## SELECTED PASSAGE
====

The Employment Agreement provides that Mr. Shulman will receive certain payments and benefits in the event of a termination of his employment under specific circumstances.  If Mr. Shulman’s employment is terminated by the Company other than for cause (not including a termination of employment due to death or disability) or he resigns for good reason, then he would be entitled to (1) a severance payment equal to $2,633,333, payable in equal installments over a twenty-four (24) month period in accordance with the Company’s payroll (or, if such termination occurs within the 24-month period following a change in control, a single lump sum); (2) any earned but unpaid annual bonus for the calendar year immediately preceding the termination; (3) an amount equal to two-thirds (2/3) of the average annual bonus earned in respect of the three (3) years completed prior to the year of termination (or, if Mr. Shulman has been employed for less than three years as of such termination, the number of years completed prior to the year of termination; provided, however that if the year of termination is 2018 or 2019, the amount shall be equal to two-thirds of the target amount of his annual bonus), pro-rated based on the number of days in which Mr. Shulman was employed during such year paid at the same time such bonuses are normally paid in accordance with the normal practices of the Company with regard to paying bonuses to similarly situated executives subject to certain adjustments; and (4) a lump sum payment equal to twelve (12) months of COBRA.

Pursuant to the Employment Agreement, Mr. Shulman is bound by certain restrictive covenants including confidentiality, non-disparagement, work product and during the term of his employment and for a period of two years thereafter, non-solicitation of employees, consultants and customers, and non-competition.  The Company is bound by a non-disparagement covenant.

The foregoing descriptions are qualified in their entirety by the Employment Agreement, which is attached hereto as Exhibit 10.1 and is incorporated by reference into this Item 5.02.

There are no family relationships between Mr. Shulman and any director or executive officer of the Company, and no transactions involving Mr. Shulman that would require disclosure under Item 404(a) of Regulation S-K, other than as described herein.

====

## Excerpts of pointing data
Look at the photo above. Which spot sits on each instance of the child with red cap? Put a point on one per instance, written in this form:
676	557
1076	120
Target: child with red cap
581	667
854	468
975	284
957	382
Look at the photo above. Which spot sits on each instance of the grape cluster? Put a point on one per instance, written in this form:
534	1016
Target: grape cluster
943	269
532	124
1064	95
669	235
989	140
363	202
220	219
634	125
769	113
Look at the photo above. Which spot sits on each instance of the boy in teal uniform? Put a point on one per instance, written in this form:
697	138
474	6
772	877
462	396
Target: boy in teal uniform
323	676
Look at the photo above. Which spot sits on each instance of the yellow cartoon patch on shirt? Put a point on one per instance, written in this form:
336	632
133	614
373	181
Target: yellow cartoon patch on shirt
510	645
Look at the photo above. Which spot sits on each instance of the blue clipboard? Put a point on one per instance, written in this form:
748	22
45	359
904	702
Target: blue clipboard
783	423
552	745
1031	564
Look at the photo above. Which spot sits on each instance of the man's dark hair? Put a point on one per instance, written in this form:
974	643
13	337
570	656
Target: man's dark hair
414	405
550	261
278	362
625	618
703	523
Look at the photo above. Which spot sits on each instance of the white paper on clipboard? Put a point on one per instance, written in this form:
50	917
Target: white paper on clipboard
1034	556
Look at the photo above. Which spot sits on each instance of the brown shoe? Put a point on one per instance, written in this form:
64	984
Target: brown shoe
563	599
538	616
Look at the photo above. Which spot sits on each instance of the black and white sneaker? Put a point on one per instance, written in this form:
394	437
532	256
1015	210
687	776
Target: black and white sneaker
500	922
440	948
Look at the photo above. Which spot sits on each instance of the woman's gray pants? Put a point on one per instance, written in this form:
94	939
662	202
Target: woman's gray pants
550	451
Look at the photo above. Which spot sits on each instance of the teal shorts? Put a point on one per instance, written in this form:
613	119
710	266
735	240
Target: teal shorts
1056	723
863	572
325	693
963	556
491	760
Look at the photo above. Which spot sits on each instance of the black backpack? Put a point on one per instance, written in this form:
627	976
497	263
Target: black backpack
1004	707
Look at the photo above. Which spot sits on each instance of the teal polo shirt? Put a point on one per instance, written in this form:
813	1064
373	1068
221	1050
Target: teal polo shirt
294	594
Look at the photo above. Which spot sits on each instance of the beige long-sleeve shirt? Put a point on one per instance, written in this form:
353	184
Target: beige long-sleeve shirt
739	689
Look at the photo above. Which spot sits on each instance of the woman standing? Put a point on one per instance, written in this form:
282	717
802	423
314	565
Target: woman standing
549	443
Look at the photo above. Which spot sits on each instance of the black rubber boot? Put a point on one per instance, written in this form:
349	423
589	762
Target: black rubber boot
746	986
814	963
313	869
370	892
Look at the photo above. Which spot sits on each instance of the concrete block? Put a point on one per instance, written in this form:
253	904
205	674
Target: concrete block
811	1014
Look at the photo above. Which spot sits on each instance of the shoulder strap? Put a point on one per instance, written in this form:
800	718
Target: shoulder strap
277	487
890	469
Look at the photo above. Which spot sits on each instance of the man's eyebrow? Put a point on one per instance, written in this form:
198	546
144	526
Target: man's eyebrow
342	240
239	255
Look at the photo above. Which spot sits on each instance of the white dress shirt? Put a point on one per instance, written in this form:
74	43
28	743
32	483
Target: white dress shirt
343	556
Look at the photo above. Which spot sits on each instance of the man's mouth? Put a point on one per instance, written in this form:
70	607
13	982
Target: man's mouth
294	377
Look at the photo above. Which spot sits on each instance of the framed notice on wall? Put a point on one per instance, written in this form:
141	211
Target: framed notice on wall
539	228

====

## EXERCISES TO COMPLETE
**A)** According to the employment agreement excerpt, how long after his employment ends do Mr. Shulman's non-solicitation and non-competition covenants last?
**B)** List each payment or benefit that the employment agreement excerpt says Mr. Shulman would receive if the Company terminates him other than for cause or he resigns for good reason.
**C)** Reproduce everything in the employment agreement excerpt from "Pursuant to the" down to "as described herein.".
The entries are separate material and have no connection to the employment agreement excerpt.

## ANSWERS BY TASK
**A)** Two years.

**B)**
- A severance payment equal to $2,633,333
- Any earned but unpaid annual bonus for the calendar year immediately preceding the termination
- An amount equal to two-thirds of the average annual bonus earned in respect of the three years completed prior to the year of termination, pro-rated
- A lump sum payment equal to twelve months of COBRA

**C)**
Pursuant to the Employment Agreement, Mr. Shulman is bound by certain restrictive covenants including confidentiality, non-disparagement, work product and during the term of his employment and for a period of two years thereafter, non-solicitation of employees, consultants and customers, and non-competition.  The Company is bound by a non-disparagement covenant.

The foregoing descriptions are qualified in their entirety by the Employment Agreement, which is attached hereto as Exhibit 10.1 and is incorporated by reference into this Item 5.02.

There are no family relationships between Mr. Shulman and any director or executive officer of the Company, and no transactions involving Mr. Shulman that would require disclosure under Item 404(a) of Regulation S-K, other than as described herein.